+++ Stored rows +++
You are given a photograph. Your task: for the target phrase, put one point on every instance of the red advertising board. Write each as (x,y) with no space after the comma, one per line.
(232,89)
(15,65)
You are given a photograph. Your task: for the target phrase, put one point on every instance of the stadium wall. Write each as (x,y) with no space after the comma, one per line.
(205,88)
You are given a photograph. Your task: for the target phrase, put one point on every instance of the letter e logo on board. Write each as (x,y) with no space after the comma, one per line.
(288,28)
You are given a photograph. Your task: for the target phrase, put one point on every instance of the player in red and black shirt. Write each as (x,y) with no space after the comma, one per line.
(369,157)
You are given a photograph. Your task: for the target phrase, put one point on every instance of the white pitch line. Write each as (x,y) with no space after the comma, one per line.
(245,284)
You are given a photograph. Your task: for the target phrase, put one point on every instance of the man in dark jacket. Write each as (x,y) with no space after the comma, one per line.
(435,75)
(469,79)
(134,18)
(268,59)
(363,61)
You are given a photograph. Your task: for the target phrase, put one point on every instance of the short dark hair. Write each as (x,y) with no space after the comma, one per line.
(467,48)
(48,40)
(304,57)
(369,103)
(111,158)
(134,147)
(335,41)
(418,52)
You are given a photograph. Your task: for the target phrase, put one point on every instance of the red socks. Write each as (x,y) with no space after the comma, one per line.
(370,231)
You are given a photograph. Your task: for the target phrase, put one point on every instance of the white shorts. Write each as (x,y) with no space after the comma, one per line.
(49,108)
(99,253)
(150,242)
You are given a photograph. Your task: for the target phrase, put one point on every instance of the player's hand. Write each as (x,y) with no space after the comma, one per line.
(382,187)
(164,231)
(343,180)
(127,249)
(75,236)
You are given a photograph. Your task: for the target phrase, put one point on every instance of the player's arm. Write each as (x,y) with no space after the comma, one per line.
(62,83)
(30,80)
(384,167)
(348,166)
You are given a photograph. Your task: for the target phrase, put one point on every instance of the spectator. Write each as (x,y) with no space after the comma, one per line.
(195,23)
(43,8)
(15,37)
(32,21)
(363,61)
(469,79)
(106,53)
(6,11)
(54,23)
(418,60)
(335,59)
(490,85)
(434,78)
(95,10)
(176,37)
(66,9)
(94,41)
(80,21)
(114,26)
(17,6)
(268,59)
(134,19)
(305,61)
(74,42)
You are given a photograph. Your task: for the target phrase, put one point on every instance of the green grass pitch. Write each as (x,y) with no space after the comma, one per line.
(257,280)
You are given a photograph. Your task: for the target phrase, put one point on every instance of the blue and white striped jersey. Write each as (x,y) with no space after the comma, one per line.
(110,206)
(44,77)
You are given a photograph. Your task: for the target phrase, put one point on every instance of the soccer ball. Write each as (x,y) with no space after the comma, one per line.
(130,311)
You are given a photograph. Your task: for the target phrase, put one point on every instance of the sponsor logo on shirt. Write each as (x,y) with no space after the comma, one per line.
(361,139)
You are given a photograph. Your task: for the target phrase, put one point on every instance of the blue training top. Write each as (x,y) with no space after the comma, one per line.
+++
+++ Stored rows +++
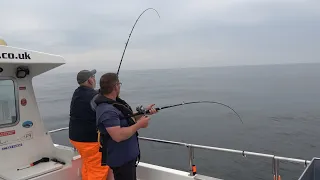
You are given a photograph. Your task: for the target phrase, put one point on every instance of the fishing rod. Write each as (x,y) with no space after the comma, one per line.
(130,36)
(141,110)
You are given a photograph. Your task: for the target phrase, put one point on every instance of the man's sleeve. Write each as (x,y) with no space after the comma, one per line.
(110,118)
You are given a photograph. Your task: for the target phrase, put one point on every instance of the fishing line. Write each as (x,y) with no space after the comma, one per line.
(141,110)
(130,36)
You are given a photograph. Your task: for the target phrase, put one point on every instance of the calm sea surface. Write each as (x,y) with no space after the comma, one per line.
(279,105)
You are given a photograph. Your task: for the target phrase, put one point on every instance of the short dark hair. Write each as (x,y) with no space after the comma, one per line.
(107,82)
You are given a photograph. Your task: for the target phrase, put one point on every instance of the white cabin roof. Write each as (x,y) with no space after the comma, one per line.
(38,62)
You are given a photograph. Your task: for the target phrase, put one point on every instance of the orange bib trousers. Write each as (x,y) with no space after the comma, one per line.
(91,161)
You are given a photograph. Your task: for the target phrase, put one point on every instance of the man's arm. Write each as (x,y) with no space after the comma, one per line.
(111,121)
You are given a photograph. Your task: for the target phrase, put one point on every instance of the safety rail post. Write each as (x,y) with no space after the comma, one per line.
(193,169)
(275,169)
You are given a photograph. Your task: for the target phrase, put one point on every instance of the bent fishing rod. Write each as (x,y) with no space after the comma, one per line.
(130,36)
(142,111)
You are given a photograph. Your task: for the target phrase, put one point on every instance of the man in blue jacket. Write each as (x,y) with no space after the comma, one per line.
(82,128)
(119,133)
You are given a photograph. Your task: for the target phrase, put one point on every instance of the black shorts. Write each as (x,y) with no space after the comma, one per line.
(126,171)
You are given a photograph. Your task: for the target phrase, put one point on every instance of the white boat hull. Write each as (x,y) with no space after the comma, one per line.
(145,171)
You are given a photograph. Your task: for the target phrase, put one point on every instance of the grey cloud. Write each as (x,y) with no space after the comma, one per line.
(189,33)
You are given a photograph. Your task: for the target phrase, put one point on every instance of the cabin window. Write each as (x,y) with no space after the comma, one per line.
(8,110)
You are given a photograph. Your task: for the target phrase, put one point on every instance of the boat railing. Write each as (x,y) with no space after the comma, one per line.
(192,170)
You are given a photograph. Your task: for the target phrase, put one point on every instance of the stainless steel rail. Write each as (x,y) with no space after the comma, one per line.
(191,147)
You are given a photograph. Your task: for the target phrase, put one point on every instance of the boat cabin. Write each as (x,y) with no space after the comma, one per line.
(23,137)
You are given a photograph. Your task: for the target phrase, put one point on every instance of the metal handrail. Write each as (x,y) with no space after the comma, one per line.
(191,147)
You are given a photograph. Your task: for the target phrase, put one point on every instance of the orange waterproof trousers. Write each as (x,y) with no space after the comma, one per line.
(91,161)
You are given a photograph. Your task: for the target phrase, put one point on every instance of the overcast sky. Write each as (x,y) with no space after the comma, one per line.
+++
§ **Short task**
Repeat word for word the rows starting at the one that contains "of the stainless" and ending at the one that contains "of the overcast", including both of those rows.

§ **Response**
You are given a photograph. Your task: for the target phrase, put one point on every instance of the stainless steel rail. Write each as (x,y) with no space after the comma, one per line.
(191,147)
You are given a photograph. Your task: for the target phrase, put one point on every instance of the boat cabin. Write each as (x,y) with no space after the comma, one per line.
(23,137)
You are given a photograph. Your task: for the target phrase, put one point on every instance of the metal handrail. Write each as (x,y) with no space after the comma, one per line.
(191,147)
You are given a photograph. Your task: for the target phrase, put one point on every instance of the orange waterproof trousers. Write each as (x,y) with no space after the comma, one per line.
(91,161)
You are given a photograph. Your task: for the target phrase, put one point on every instance of the overcast sky. Write each as (x,y) with no space after the comma, one per line.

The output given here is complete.